===== THE INPUT =====

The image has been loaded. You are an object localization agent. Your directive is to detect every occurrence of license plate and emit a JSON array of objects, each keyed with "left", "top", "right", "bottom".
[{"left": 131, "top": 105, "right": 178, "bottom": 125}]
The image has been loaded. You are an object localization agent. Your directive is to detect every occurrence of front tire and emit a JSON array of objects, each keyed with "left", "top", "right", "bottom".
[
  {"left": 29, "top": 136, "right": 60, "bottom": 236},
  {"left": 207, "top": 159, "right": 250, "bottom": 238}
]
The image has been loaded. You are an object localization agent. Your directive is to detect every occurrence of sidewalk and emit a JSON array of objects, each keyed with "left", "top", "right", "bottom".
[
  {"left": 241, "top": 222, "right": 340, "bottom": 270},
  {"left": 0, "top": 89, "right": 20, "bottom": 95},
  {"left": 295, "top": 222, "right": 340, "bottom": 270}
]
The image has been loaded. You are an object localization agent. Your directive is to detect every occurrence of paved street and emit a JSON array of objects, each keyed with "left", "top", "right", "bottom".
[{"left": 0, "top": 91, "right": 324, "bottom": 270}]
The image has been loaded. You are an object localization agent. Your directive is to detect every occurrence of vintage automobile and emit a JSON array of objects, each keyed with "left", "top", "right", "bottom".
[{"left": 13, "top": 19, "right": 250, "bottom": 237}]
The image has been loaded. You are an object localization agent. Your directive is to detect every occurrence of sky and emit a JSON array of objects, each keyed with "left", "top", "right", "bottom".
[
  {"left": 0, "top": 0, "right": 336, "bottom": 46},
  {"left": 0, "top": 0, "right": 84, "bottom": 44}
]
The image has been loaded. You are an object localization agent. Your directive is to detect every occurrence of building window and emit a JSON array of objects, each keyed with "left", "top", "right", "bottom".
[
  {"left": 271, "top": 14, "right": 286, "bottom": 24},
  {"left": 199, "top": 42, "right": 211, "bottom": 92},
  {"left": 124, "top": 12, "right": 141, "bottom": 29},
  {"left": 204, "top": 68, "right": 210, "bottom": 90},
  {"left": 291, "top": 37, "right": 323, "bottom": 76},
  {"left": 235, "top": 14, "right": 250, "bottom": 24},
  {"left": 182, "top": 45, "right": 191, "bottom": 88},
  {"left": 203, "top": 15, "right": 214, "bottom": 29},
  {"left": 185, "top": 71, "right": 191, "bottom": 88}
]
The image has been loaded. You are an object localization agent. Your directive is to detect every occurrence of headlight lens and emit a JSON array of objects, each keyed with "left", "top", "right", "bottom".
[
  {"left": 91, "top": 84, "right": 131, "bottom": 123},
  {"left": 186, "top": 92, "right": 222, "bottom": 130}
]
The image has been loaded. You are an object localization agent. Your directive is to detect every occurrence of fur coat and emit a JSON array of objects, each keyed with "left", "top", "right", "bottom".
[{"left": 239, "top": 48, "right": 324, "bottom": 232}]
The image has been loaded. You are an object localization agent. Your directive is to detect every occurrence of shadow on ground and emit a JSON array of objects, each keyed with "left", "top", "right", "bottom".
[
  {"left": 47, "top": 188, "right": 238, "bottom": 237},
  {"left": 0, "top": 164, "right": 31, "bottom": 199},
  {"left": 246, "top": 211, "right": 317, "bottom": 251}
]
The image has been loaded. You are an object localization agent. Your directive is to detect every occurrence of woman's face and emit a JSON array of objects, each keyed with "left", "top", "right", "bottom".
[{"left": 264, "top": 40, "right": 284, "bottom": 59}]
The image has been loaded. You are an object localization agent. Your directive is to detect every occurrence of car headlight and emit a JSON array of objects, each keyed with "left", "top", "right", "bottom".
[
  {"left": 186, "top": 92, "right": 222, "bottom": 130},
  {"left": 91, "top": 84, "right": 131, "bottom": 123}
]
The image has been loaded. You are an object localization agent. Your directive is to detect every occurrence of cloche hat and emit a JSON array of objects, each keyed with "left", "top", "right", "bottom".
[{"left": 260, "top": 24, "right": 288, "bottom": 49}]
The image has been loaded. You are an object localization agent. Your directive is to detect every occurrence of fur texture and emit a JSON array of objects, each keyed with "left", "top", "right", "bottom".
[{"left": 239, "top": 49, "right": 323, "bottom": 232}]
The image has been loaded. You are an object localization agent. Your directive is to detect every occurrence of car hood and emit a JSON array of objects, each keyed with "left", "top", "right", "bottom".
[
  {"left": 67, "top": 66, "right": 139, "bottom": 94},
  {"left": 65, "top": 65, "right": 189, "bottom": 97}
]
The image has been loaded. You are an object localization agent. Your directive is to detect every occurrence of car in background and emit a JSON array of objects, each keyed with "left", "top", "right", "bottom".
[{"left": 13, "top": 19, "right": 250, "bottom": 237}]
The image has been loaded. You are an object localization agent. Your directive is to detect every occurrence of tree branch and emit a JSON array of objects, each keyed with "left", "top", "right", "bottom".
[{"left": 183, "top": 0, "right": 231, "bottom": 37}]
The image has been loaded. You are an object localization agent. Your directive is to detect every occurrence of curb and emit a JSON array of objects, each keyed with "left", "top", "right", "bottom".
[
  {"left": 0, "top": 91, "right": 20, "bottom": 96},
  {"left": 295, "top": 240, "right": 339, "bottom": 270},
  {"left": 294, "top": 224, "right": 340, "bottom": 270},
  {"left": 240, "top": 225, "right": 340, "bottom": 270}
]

=====

**WORK ITEM**
Reproduce the data above in full, with no line missing.

**FINAL ANSWER**
The image has been loaded. You are an object localization agent. Your directive is to detect every occurrence of license plate and emit a JSON array of objects, each keyed with "left", "top", "right", "bottom".
[{"left": 131, "top": 105, "right": 178, "bottom": 125}]
The image has been loaded. You are an object localization agent. Your directive is to detect every occurrence of front tire and emit a JSON array of objects, each keyed with "left", "top", "right", "bottom".
[
  {"left": 29, "top": 136, "right": 60, "bottom": 236},
  {"left": 207, "top": 159, "right": 250, "bottom": 238}
]
The image has been loaded. You are an object localization agent. Your directive is to detect every occurrence of sidewalk and emit a JSON array of objects, each keyed with "left", "top", "right", "bottom".
[
  {"left": 241, "top": 222, "right": 340, "bottom": 270},
  {"left": 0, "top": 89, "right": 20, "bottom": 95},
  {"left": 295, "top": 222, "right": 340, "bottom": 270}
]
The image has been loaded. You are an object localization agent. Your directive is to detect every occurrence of paved street and emit a JSON array of objects, each keyed with "left", "top", "right", "bottom".
[{"left": 0, "top": 91, "right": 324, "bottom": 270}]
The image has been loaded. You are an object localization agent. Your directive is to detect every occurrence of vintage automobile and emit a JSON array of objects, each keyed with "left", "top", "right", "bottom".
[{"left": 13, "top": 19, "right": 250, "bottom": 237}]
The image has been loaded. You are an object localization agent. Your directive is to detect every occurrence of sky and emit a JSON array of objects, each keyed with "left", "top", "right", "bottom".
[
  {"left": 0, "top": 0, "right": 336, "bottom": 46},
  {"left": 0, "top": 0, "right": 84, "bottom": 44}
]
The image has been loaded. You are an object localization agent. Your directive is to detect every occurrence of building window and emit a JSON array of objects, each keyed with "left", "top", "right", "bottom".
[
  {"left": 271, "top": 14, "right": 286, "bottom": 24},
  {"left": 199, "top": 42, "right": 211, "bottom": 92},
  {"left": 124, "top": 12, "right": 141, "bottom": 29},
  {"left": 204, "top": 68, "right": 210, "bottom": 90},
  {"left": 291, "top": 37, "right": 323, "bottom": 76},
  {"left": 235, "top": 14, "right": 250, "bottom": 24},
  {"left": 182, "top": 45, "right": 191, "bottom": 88},
  {"left": 203, "top": 15, "right": 214, "bottom": 29},
  {"left": 185, "top": 71, "right": 191, "bottom": 88}
]
The image has been loaded. You are an object localization agent. Your directive is to detect every occurrence of headlight lens and emit a JSON array of objects, each keyed with "left", "top", "right", "bottom".
[
  {"left": 91, "top": 84, "right": 131, "bottom": 123},
  {"left": 186, "top": 92, "right": 222, "bottom": 130}
]
The image has been loaded. You are an object localization agent. Your directive is to detect every occurrence of fur coat and emit a JSON array of objects, each keyed with "left", "top", "right", "bottom".
[{"left": 239, "top": 48, "right": 324, "bottom": 232}]
The image has been loaded. You are an object localization agent. Your directive is to detect every occurrence of shadow on ground and emit a JSON array of objects, each keyed with "left", "top", "right", "bottom".
[
  {"left": 47, "top": 188, "right": 238, "bottom": 237},
  {"left": 0, "top": 164, "right": 31, "bottom": 199},
  {"left": 246, "top": 211, "right": 317, "bottom": 251}
]
The image has been loaded. You are an object localization agent. Your directive is to detect every occurrence of woman's face and emit a JSON array of objects, each keyed with "left", "top", "right", "bottom".
[{"left": 264, "top": 40, "right": 284, "bottom": 59}]
The image has been loaded. You are an object localization agent. Your directive is to detect every occurrence of car headlight and emit a JSON array of objects, each keyed with "left", "top", "right", "bottom".
[
  {"left": 186, "top": 92, "right": 222, "bottom": 130},
  {"left": 91, "top": 84, "right": 131, "bottom": 123}
]
The image has been loaded. You are an object localization agent. Your directive is to detect every occurrence of cloche hat and emit a JSON array of objects, each keyed with "left", "top", "right", "bottom".
[{"left": 260, "top": 24, "right": 288, "bottom": 49}]
The image has been loaded. You are an object localization agent. Your directive is to detect every occurrence of fur texture and emit a JSON array of objects, each keyed with "left", "top", "right", "bottom".
[{"left": 239, "top": 49, "right": 323, "bottom": 232}]
The image has been loaded. You are an object localization agent. Your directive is to detect every occurrence of car hood and emit a JSON array of objects, each keyed with "left", "top", "right", "bottom".
[
  {"left": 67, "top": 66, "right": 139, "bottom": 94},
  {"left": 65, "top": 65, "right": 189, "bottom": 97}
]
The image has been loaded. You are an object localization agent. Your directive is to detect every occurrence of car in background and emit a JSON array of objects, each keyed with "left", "top", "right", "bottom".
[{"left": 13, "top": 19, "right": 250, "bottom": 237}]
The image has been loaded. You are an object localization agent. Your directive is to detect every occurrence of tree branch and emit a JSON array of objects, each keyed with "left", "top", "right", "bottom".
[{"left": 183, "top": 0, "right": 231, "bottom": 37}]
The image has been loaded. You are an object localization agent. Your directive is to detect every occurrence of curb and emit a JSON array of objects, each keyed with "left", "top", "right", "bottom".
[
  {"left": 0, "top": 91, "right": 20, "bottom": 96},
  {"left": 295, "top": 240, "right": 339, "bottom": 270},
  {"left": 294, "top": 224, "right": 340, "bottom": 270},
  {"left": 240, "top": 225, "right": 340, "bottom": 270}
]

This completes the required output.